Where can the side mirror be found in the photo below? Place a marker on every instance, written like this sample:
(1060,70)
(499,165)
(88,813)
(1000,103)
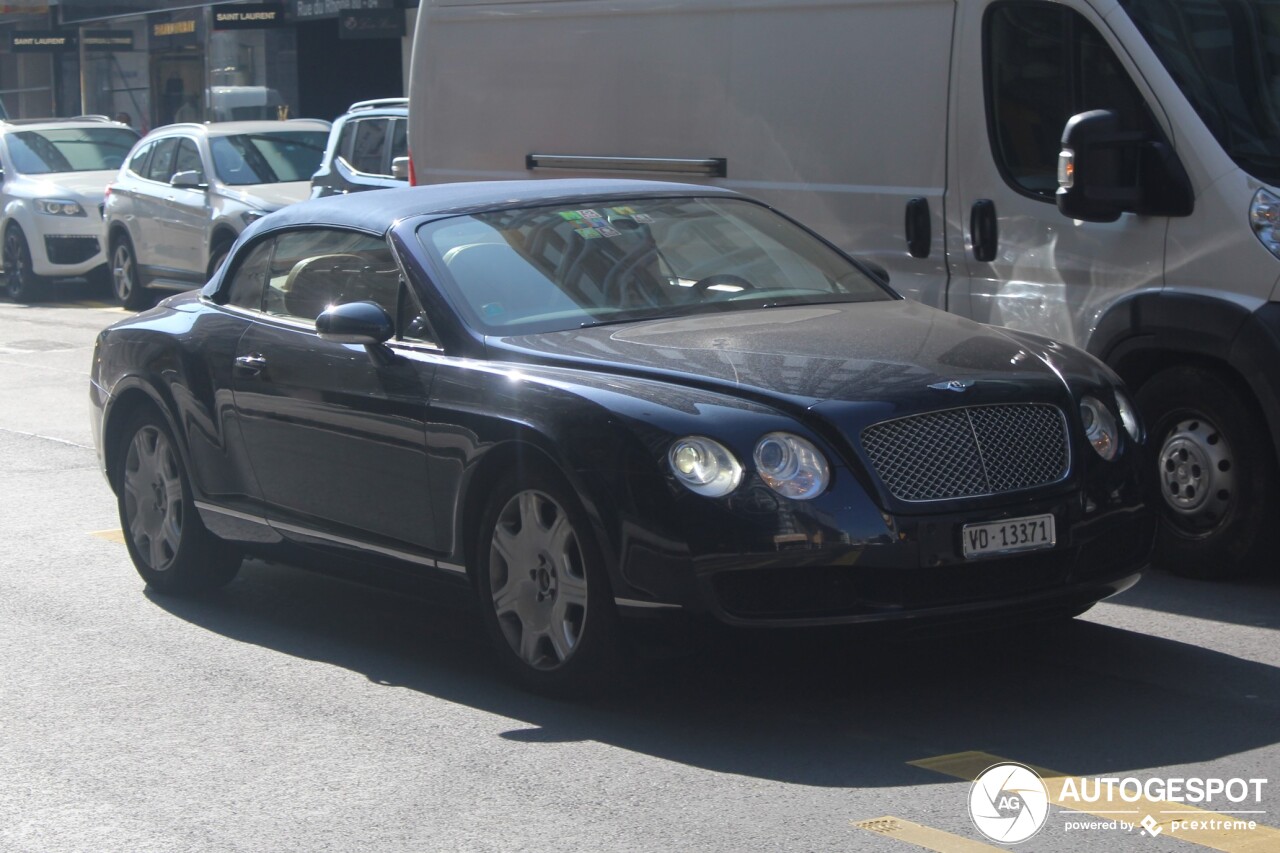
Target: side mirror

..........

**TASK TO COMPLETE:** Write the listing out exactly, apart from its pictures.

**TASK SOLUTION:**
Where can the side mirror be found in the photo below? Place a marker on every instance, written like this sample:
(1060,70)
(499,165)
(88,813)
(1000,103)
Target: side mirror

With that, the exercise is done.